Available data section start

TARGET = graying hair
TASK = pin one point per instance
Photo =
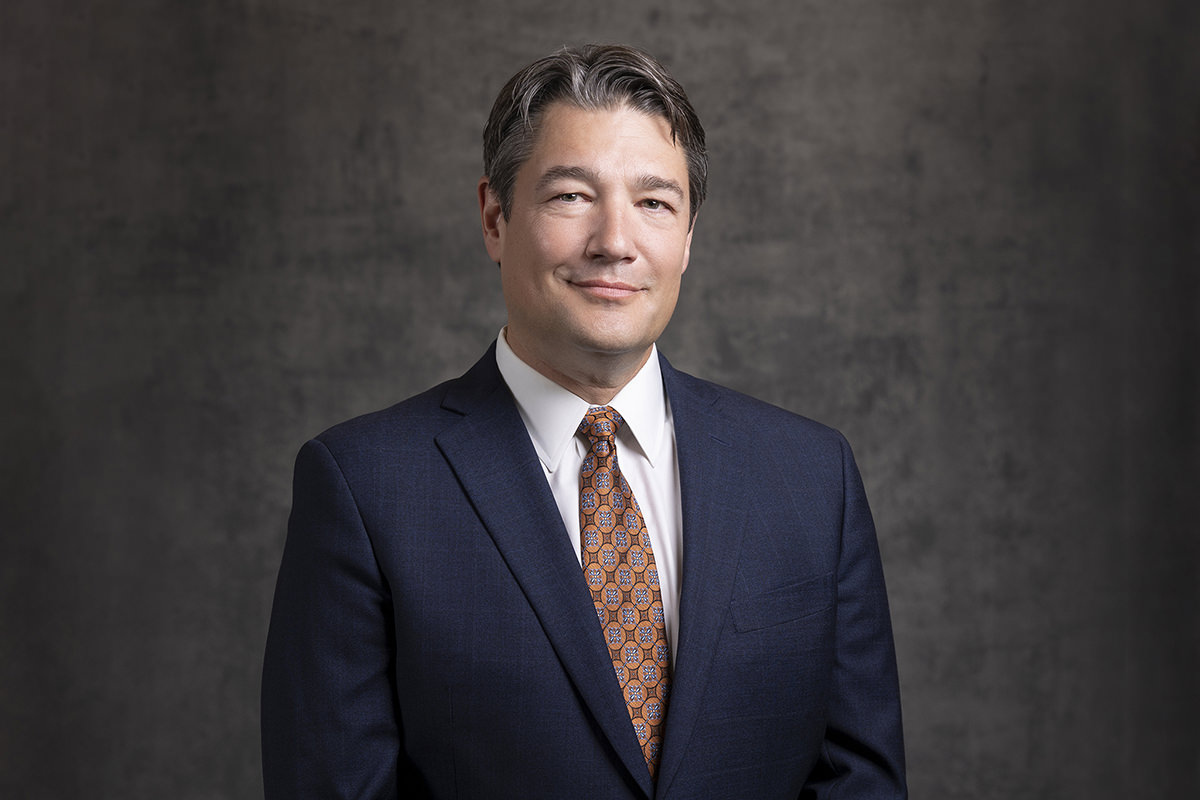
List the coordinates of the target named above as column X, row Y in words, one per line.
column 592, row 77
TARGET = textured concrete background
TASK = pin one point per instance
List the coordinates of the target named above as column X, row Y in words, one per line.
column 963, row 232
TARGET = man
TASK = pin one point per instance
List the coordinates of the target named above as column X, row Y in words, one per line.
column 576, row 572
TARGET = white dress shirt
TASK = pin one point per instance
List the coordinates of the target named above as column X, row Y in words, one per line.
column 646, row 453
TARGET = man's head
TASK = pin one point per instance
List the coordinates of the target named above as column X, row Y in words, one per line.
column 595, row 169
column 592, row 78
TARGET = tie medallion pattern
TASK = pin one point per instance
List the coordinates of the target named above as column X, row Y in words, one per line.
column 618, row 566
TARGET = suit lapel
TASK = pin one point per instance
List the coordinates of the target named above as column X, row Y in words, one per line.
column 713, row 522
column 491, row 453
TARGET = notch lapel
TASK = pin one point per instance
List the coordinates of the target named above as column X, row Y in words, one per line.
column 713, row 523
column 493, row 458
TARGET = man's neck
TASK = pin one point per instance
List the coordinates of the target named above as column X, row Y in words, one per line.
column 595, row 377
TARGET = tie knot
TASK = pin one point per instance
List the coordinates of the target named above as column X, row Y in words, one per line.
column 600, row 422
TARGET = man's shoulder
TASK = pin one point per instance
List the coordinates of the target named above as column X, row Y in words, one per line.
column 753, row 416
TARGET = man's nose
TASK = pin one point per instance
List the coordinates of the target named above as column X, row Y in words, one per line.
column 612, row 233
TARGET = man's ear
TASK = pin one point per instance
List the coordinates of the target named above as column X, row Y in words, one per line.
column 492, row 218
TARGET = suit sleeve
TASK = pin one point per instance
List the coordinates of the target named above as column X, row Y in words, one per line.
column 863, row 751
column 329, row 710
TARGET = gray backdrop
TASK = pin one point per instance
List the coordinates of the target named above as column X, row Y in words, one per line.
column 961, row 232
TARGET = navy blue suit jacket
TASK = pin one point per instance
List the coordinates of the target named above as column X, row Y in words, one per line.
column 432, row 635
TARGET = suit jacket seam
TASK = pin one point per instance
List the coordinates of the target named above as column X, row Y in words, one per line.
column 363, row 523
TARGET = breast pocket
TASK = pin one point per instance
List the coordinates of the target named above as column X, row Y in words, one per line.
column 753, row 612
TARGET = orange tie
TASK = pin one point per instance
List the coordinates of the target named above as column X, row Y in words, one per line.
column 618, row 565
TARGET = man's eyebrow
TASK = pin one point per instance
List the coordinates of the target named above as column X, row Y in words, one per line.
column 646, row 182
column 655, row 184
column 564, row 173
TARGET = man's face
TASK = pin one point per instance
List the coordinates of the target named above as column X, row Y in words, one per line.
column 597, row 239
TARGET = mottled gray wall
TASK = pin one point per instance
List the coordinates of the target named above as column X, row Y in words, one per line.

Available data section end

● Problem to work on: All of the material must be given again exactly, though no picture may appear in the copy.

● Response:
TARGET = graying hair
TASK = pin one point per instance
Photo =
List the coordinates of the target named above as column X, row Y in words, one per line.
column 592, row 77
TARGET = textured concrete background
TASK = pin one point per instance
List the coordinates of the target named above as column X, row Y in words, one per line.
column 963, row 232
TARGET = man
TASK = pin one point per instance
List the coordinates of the target named above as column X, row Y in words, one per line.
column 576, row 572
TARGET = white dress shirt
TASK = pin one point per instance
List the coordinates of the target named above as column X, row Y in words, one per line.
column 646, row 453
TARGET = man's head
TASK = pin one point per instance
List the coordinates of the target named above as column X, row Y in words, one per line.
column 595, row 169
column 592, row 78
TARGET = tie medallion pattern
TASK = pin one point per instance
List the coordinates of the target named above as column X, row Y in words, one per line.
column 618, row 566
TARGET = suit lapel
TASK = pin one point per instance
List the coordinates of the target named above as column X, row Y in words, one per line.
column 713, row 522
column 491, row 453
TARGET = notch lapel
TASK = pin one point per instance
List the coordinates of the target named above as column X, row Y in words, one per line.
column 713, row 523
column 493, row 458
TARGET = man's neck
TASK = pin one point per instance
List the coordinates of the target named above as column X, row Y in words, one per line.
column 595, row 377
TARGET = tie knot
TASK = pin one point per instance
List the coordinates of the target named above as column X, row Y in words, one per line.
column 600, row 422
TARGET = man's shoulder
TASK = pin one point per instance
List the coordinates of the target named above as column X, row Y in words, one per line.
column 753, row 416
TARGET = man's nose
TASK = pin one point per instance
List the coordinates of the target named above as column X, row Y in words, one per line.
column 612, row 233
TARGET = man's ear
TASK = pin one point per instance
List the coordinates of the target named above as column X, row Y in words, one per line.
column 492, row 218
TARGET = suit sleeve
TASK = pin one point per instance
List the coordinates of the target named above as column X, row Y in words, one per line.
column 863, row 751
column 329, row 710
TARGET = gray backdrop
TASK = pin one point per instance
List the coordinates of the target named above as column X, row Y in words, one per line.
column 961, row 232
TARGET = navy blue suit jacket
TASK = pin one point per instance
List the coordinates of the target named above as column X, row Y in words, one per line.
column 432, row 635
TARGET = suit jacket seam
TASK = pin one point per instance
List the coordinates of the target named above as column X, row Y in words, one per line.
column 363, row 523
TARGET = breast pocket
TASK = pin one point per instance
List the coordinates of the target named above as column X, row Y in words, one per line.
column 753, row 612
TARGET = orange tie
TASK = pin one point per instance
List the coordinates of the target named above as column X, row Y in words, one per line.
column 618, row 565
TARGET = man's eyebrow
TASK = pin one point per instance
List the coordinates of the target named above as column X, row Y in words, one per line.
column 646, row 182
column 655, row 184
column 564, row 173
TARGET = man's face
TASK = pin one point per instance
List the coordinates of the target named above as column X, row Y in words, one per line.
column 597, row 239
TARGET = mottled gray wall
TASK = pin one point per instance
List the coordinates of the target named above as column X, row Y in words, one per line.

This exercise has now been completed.